▸ Your goal
What is needed here is an exact repetition of the records below, beginning at the line that has "# each point looks like point(195, 20)" and stopping after the line that has "# each point looks like point(54, 86)".

(Data extracted from a collection)
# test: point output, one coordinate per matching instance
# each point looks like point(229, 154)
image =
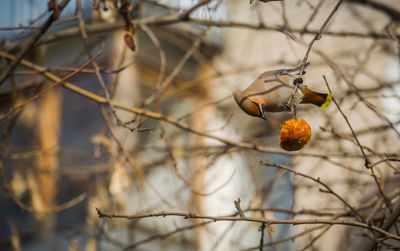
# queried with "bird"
point(271, 92)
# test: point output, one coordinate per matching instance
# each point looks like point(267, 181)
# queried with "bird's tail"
point(319, 99)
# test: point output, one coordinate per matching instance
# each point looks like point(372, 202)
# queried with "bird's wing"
point(276, 73)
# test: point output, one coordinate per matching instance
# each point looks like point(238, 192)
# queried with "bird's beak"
point(262, 115)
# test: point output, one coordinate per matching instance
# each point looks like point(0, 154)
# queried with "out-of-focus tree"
point(119, 129)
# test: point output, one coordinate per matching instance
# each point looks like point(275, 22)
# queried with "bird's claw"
point(286, 107)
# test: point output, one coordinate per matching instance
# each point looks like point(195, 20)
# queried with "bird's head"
point(252, 105)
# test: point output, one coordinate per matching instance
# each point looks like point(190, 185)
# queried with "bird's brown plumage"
point(272, 90)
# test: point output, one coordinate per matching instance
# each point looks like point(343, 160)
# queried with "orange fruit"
point(294, 134)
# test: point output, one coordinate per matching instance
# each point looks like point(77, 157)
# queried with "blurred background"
point(64, 154)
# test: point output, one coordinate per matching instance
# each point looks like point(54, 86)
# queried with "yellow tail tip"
point(327, 101)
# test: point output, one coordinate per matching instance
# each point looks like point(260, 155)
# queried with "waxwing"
point(271, 91)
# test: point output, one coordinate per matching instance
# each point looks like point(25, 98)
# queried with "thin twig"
point(30, 43)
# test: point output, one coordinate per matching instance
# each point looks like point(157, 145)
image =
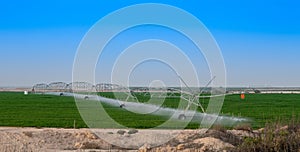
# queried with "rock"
point(132, 131)
point(180, 147)
point(121, 132)
point(78, 145)
point(212, 144)
point(144, 148)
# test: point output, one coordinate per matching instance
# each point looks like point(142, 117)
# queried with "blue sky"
point(260, 40)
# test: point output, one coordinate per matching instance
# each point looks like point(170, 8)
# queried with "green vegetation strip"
point(37, 110)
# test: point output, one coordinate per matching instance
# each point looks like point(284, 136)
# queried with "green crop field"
point(37, 110)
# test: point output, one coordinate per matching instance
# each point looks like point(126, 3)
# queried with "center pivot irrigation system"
point(187, 94)
point(190, 96)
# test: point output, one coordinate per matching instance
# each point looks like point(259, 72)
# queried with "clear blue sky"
point(260, 40)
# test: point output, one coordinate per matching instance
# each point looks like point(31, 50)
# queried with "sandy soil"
point(13, 139)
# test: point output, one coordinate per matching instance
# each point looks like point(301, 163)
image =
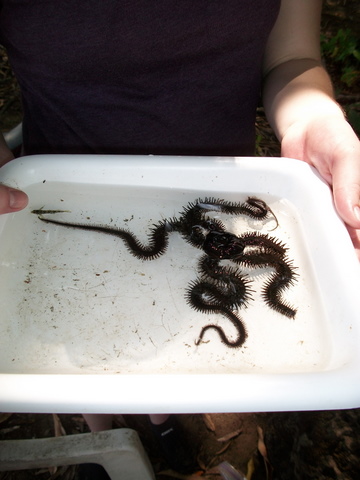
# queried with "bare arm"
point(11, 200)
point(300, 105)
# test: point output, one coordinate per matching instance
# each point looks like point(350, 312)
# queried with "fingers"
point(346, 183)
point(12, 200)
point(355, 238)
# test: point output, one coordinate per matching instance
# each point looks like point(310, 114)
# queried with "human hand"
point(329, 144)
point(12, 200)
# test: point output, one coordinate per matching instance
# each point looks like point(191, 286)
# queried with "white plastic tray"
point(86, 327)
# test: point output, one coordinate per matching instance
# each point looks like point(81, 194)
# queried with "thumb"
point(12, 200)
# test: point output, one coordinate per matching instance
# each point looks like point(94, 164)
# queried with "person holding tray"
point(178, 78)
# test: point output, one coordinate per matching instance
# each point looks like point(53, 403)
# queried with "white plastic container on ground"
point(87, 327)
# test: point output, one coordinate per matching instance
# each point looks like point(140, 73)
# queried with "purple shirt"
point(137, 76)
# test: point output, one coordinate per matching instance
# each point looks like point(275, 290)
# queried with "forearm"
point(297, 91)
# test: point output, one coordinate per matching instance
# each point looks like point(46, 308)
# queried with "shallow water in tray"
point(76, 301)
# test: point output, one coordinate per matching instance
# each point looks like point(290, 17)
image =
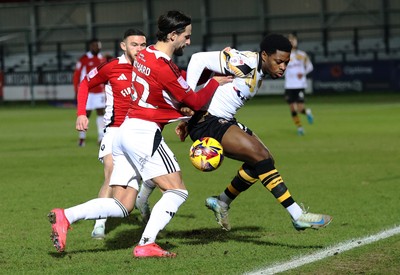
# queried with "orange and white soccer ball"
point(206, 154)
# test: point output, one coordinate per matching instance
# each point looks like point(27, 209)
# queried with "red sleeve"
point(175, 83)
point(81, 98)
point(102, 76)
point(75, 79)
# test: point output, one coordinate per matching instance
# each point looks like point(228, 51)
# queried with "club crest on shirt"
point(92, 73)
point(183, 83)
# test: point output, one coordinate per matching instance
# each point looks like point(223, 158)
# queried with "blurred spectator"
point(86, 67)
point(295, 84)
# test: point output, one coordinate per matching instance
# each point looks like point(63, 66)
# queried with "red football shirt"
point(161, 88)
point(117, 75)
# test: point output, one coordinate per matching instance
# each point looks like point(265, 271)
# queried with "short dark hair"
point(93, 40)
point(172, 21)
point(130, 32)
point(275, 42)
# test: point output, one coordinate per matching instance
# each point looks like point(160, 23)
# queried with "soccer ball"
point(206, 154)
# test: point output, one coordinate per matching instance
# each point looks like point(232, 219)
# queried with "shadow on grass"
point(125, 239)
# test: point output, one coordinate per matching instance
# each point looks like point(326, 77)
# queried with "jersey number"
point(146, 92)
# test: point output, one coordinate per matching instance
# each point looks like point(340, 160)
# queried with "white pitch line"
point(330, 251)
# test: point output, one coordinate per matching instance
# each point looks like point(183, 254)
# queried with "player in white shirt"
point(239, 142)
point(295, 84)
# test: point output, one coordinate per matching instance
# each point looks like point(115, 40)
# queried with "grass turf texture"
point(347, 165)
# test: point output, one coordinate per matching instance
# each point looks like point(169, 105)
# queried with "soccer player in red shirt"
point(86, 67)
point(139, 150)
point(117, 77)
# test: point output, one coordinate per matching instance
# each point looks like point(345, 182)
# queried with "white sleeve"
point(199, 62)
point(308, 65)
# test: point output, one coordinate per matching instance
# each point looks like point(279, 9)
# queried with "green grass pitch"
point(347, 165)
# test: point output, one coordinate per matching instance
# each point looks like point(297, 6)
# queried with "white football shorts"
point(96, 101)
point(106, 142)
point(139, 143)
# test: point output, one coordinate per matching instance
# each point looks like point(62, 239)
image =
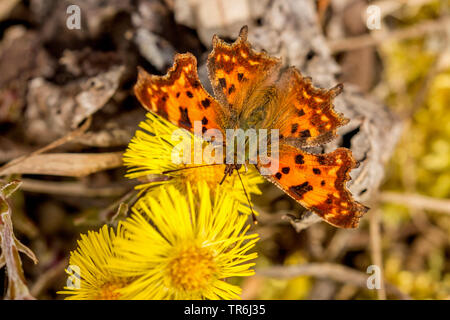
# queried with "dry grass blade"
point(66, 164)
point(59, 142)
point(17, 289)
point(331, 271)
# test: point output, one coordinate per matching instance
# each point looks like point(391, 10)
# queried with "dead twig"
point(375, 249)
point(331, 271)
point(375, 38)
point(416, 201)
point(10, 246)
point(74, 189)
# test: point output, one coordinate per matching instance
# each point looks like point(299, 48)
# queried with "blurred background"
point(66, 76)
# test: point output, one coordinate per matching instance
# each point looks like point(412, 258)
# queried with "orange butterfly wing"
point(308, 116)
point(236, 70)
point(179, 96)
point(318, 182)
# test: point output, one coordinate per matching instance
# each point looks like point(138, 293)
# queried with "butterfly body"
point(253, 92)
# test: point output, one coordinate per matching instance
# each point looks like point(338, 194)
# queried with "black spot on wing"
point(206, 103)
point(299, 159)
point(184, 120)
point(301, 189)
point(305, 133)
point(223, 82)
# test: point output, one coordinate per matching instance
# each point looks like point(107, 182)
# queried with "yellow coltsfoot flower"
point(149, 158)
point(180, 248)
point(90, 277)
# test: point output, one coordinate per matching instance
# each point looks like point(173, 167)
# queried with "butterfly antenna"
point(175, 170)
point(248, 198)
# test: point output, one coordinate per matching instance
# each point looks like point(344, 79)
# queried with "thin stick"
point(417, 201)
point(205, 165)
point(331, 271)
point(248, 198)
point(375, 248)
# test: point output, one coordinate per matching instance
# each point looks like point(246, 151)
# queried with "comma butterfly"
point(252, 91)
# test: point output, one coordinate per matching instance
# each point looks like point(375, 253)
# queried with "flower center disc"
point(192, 268)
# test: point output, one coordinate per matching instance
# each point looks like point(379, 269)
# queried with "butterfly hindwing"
point(178, 96)
point(318, 182)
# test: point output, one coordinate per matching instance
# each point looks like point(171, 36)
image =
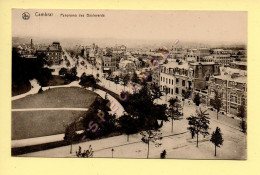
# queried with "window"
point(176, 91)
point(233, 98)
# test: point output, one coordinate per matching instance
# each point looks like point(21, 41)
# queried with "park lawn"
point(72, 97)
point(29, 124)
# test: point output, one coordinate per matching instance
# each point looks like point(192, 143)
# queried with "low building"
point(232, 90)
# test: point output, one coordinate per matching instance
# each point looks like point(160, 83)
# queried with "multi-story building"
point(232, 90)
point(127, 67)
point(223, 59)
point(53, 53)
point(109, 63)
point(176, 78)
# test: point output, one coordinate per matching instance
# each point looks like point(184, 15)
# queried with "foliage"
point(242, 114)
point(196, 99)
point(128, 125)
point(217, 102)
point(156, 92)
point(88, 81)
point(141, 106)
point(135, 78)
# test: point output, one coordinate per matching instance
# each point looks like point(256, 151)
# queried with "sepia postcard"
point(151, 84)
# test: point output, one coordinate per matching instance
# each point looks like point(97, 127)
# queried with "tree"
point(116, 80)
point(174, 110)
point(185, 95)
point(63, 71)
point(217, 139)
point(242, 114)
point(151, 136)
point(156, 92)
point(126, 78)
point(199, 123)
point(86, 153)
point(217, 103)
point(163, 154)
point(70, 134)
point(135, 78)
point(166, 91)
point(88, 81)
point(196, 99)
point(128, 125)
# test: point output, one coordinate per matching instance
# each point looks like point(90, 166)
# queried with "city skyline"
point(128, 26)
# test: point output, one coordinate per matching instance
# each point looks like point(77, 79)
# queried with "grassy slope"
point(43, 123)
point(57, 98)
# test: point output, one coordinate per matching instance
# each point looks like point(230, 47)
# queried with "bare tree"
point(217, 139)
point(174, 110)
point(199, 123)
point(151, 136)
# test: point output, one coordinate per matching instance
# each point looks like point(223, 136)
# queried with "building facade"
point(53, 53)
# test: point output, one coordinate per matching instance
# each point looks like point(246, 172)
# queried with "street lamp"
point(112, 150)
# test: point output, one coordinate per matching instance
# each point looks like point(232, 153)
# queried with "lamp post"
point(112, 150)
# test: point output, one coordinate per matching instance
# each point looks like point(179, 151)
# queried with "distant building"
point(127, 67)
point(177, 78)
point(223, 59)
point(109, 64)
point(232, 89)
point(239, 65)
point(53, 53)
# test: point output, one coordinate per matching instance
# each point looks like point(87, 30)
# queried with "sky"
point(212, 26)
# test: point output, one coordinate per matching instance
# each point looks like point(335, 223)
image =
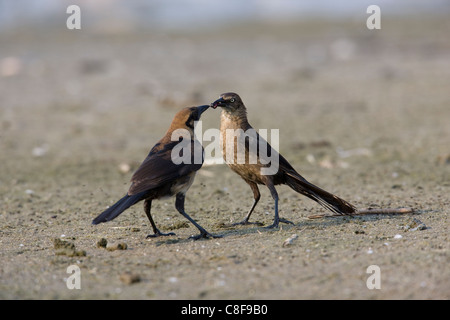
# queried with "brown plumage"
point(159, 176)
point(234, 116)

▸ Task response
# each point looks like point(195, 20)
# queried with "bird's head"
point(252, 105)
# test: point output, one coordinate per matching instance
# each point looks like point(190, 185)
# queried with "bird's brown plumage"
point(272, 90)
# test: point output, one coordinate per matching instance
# each point looks like point(343, 160)
# queried with "orange fruit"
point(294, 134)
# test: point output, one coordinate per matching instance
# each point looks like point(77, 157)
# queried with "blurred background"
point(64, 154)
# test: point output, one coordinate per matching instance
# each point looks like point(54, 86)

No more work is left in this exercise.